How many lines in the listing below contain the string "window"? Case counts, so give only the number of lines with a case-sensitive match.

Photo object pointing listing:
** Begin **
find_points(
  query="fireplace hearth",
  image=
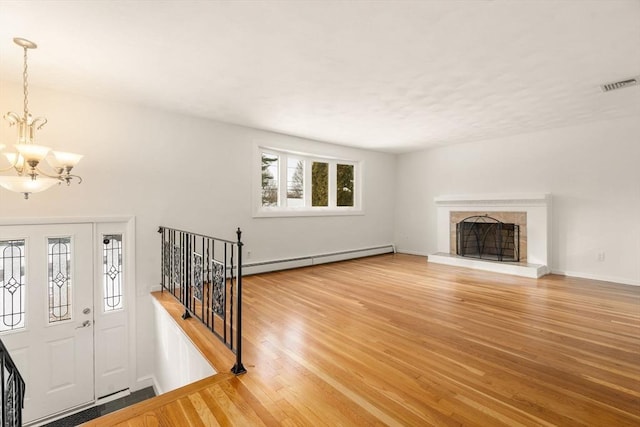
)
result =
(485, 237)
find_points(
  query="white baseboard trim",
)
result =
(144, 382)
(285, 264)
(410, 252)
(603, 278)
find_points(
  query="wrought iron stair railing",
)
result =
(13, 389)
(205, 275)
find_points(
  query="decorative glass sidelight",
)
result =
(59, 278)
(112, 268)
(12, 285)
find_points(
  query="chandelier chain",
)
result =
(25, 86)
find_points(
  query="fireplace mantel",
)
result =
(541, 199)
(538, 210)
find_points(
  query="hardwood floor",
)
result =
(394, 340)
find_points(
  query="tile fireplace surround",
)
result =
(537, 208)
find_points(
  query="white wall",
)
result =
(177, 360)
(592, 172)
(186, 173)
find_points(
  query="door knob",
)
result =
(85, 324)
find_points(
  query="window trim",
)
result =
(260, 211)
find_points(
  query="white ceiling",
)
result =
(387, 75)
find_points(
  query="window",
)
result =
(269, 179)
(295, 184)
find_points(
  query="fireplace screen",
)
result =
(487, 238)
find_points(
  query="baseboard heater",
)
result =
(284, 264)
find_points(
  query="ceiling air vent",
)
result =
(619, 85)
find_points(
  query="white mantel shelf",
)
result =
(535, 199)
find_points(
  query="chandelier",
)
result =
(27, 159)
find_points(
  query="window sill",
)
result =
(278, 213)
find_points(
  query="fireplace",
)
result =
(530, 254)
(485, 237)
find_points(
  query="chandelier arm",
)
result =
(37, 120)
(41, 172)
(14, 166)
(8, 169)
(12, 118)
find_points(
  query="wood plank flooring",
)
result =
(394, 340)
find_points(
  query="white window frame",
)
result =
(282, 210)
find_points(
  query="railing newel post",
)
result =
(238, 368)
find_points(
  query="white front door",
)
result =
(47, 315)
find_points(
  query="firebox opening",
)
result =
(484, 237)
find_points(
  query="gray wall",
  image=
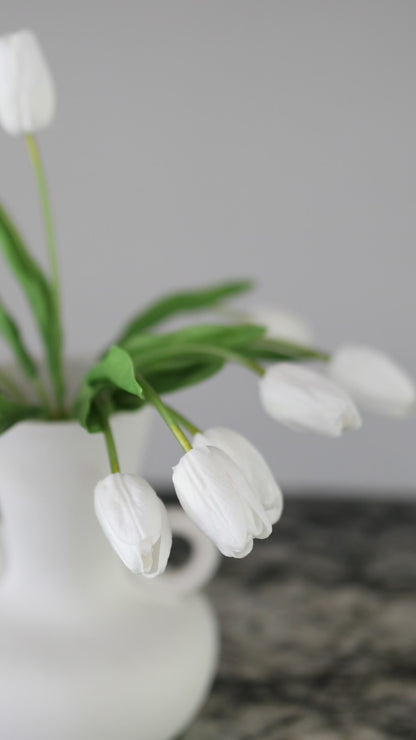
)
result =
** End **
** Begin **
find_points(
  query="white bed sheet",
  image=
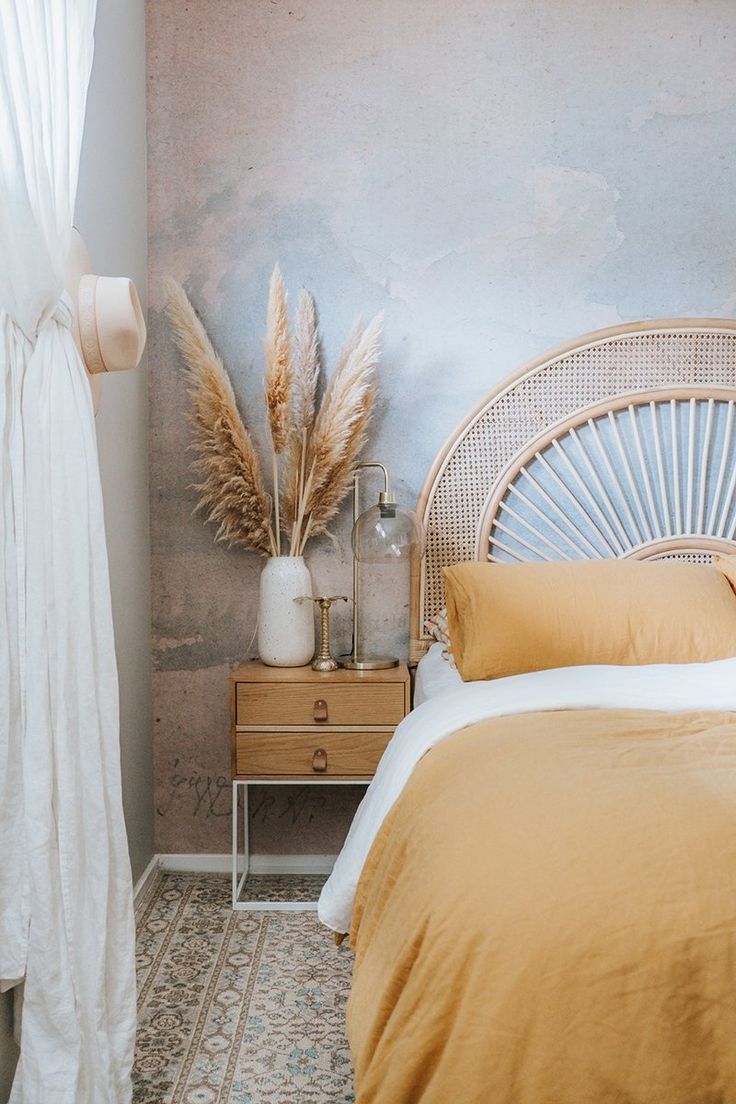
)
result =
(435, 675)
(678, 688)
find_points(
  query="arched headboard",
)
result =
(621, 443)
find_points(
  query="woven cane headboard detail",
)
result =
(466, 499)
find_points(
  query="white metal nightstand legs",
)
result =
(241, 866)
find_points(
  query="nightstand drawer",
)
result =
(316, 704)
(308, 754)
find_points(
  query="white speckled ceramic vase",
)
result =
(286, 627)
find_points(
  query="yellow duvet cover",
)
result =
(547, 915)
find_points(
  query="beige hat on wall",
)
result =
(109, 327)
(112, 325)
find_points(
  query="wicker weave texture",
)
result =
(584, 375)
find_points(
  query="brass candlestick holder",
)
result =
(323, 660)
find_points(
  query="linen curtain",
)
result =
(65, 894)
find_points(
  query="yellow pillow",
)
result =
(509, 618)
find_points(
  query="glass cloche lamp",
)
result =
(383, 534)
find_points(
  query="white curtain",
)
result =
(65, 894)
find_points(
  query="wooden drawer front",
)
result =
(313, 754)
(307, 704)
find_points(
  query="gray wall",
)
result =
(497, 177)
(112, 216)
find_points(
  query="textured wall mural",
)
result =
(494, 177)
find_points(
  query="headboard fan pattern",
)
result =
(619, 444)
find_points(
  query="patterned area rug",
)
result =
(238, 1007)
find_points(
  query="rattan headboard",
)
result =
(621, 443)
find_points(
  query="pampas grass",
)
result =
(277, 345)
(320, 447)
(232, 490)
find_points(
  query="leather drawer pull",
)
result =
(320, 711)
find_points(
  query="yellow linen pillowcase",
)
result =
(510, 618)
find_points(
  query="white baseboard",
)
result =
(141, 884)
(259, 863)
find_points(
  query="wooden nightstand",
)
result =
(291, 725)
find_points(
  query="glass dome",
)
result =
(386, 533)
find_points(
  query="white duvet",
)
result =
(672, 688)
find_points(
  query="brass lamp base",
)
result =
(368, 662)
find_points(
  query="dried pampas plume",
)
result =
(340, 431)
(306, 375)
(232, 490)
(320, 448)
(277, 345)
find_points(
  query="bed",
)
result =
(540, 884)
** End **
OUTPUT — 4